__Extracted text__
# # # #

Instagram apparently deploy every 7 minutes in average, which is definitely extreme.
They do not deploy at the of sprints. They tried it but with the scale of changes they were doing it wasn’t working:
- You can’t really rollback because of DB incompatibility
- So you push a hotfix
- If you must deploy in mid-sprint (ASAP), you need to cherry pick between your release and Master branch
- Sometimes you don’t understand the broken code
- Client doesn’t like what they see after deployment
- Sometimes people who introduced changes left the company by the time it’s pushed to production
For those reasons they use a much more agile approach where they deploy when a feature is ready with the following process:
- Canary tests
- Canary tests with %2 coverage
- Full (%100) coverage
That cycle takes around an hour (yes, they sometimes batch changes). They expect engineers to be around when their changes are pushed to production.
They do not have a branching system: they develop on Master and deploy the commits.
Culturally they encourage engineers to break AND fix things. They empower them to do so.
Why they need to introduce so many changes so quickly on a mature product remains unanswered questions.
Interesting ideas: Instagram is the biggest Python site in the world.
Visualization with Altair
By Stephen Childs from York University.
Part of its strength is that the interactivity is client-side.
Interesting ideas: It is based on Grammar of Graphics, a seminal book on visualization.
From hot mess to information
By Serena Peruzzo from Bardess.
Practical talk on Data Cleaning to obtain Data Quality. She actually gave a 5-6 steps process.

# # # #

__Task goal__
Decide whether each statement below agrees with the notes above, answering yes or no and quoting the exact words from the notes that settle it.
(a) Instagram engineers develop their work on separate branches before it reaches Master.
(b) Instagram's deployment cycle takes around an hour.
(c) In Altair, the interactivity happens on the server side.

# # # #

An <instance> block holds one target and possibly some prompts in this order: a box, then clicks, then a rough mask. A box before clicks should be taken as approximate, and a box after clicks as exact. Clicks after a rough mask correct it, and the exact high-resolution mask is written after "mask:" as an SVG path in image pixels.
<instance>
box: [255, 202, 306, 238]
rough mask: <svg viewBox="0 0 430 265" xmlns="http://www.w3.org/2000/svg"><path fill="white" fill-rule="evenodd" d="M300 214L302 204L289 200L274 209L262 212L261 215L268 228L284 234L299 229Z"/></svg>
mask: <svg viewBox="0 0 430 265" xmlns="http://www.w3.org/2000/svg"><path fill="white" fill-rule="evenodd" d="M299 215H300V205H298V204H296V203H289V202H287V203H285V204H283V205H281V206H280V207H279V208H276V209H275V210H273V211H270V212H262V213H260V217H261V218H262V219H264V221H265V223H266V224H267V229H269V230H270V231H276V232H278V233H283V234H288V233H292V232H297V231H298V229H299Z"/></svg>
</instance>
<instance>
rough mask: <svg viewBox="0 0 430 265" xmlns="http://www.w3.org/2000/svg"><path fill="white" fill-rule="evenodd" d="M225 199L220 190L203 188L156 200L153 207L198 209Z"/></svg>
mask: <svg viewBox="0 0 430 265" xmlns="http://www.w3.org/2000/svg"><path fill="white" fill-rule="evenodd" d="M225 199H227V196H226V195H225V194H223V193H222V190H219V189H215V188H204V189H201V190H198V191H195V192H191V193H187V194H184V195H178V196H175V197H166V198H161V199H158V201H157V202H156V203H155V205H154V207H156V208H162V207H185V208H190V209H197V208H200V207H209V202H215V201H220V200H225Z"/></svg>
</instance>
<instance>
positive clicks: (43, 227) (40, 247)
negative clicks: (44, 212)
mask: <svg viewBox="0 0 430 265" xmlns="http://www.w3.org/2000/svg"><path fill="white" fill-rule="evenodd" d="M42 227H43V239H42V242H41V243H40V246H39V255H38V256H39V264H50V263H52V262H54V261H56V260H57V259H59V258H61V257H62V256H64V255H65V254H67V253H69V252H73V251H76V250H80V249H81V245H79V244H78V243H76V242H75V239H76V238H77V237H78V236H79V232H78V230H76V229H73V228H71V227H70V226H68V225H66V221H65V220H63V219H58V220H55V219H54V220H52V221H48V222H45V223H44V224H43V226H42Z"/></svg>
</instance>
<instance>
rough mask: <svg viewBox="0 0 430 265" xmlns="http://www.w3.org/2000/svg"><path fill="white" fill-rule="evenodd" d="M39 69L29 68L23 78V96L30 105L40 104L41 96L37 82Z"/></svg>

# # # #

__Task solution__
(a) No: "They do not have a branching system: they develop on Master and deploy the commits."
(b) Yes: "That cycle takes around an hour"
(c) No: "Part of its strength is that the interactivity is client-side."